EXERCISE GOAL:
Each line containing the string "tram" should be copied out of the entries.

START DATA TO EXAMINE

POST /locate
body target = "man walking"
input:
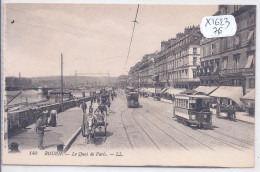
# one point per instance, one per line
(53, 118)
(40, 126)
(84, 106)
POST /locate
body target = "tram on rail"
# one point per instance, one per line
(132, 100)
(193, 110)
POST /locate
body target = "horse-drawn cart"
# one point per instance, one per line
(225, 111)
(94, 121)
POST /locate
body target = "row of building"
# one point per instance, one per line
(190, 59)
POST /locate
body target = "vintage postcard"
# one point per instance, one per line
(128, 84)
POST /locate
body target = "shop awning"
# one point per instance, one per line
(189, 92)
(230, 92)
(173, 91)
(206, 89)
(249, 61)
(249, 96)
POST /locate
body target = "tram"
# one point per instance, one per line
(193, 110)
(132, 99)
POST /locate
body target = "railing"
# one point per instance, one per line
(206, 71)
(186, 80)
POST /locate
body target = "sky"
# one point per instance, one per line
(92, 38)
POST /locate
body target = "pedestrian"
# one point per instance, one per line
(53, 118)
(46, 116)
(112, 97)
(84, 106)
(39, 127)
(231, 112)
(98, 100)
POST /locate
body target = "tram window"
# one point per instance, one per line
(206, 104)
(193, 105)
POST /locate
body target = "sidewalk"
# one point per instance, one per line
(68, 125)
(240, 116)
(243, 116)
(166, 101)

END DATA TO EXAMINE

ANSWER BELOW:
body target = "tram on rail"
body target = "tram"
body target = "tram window"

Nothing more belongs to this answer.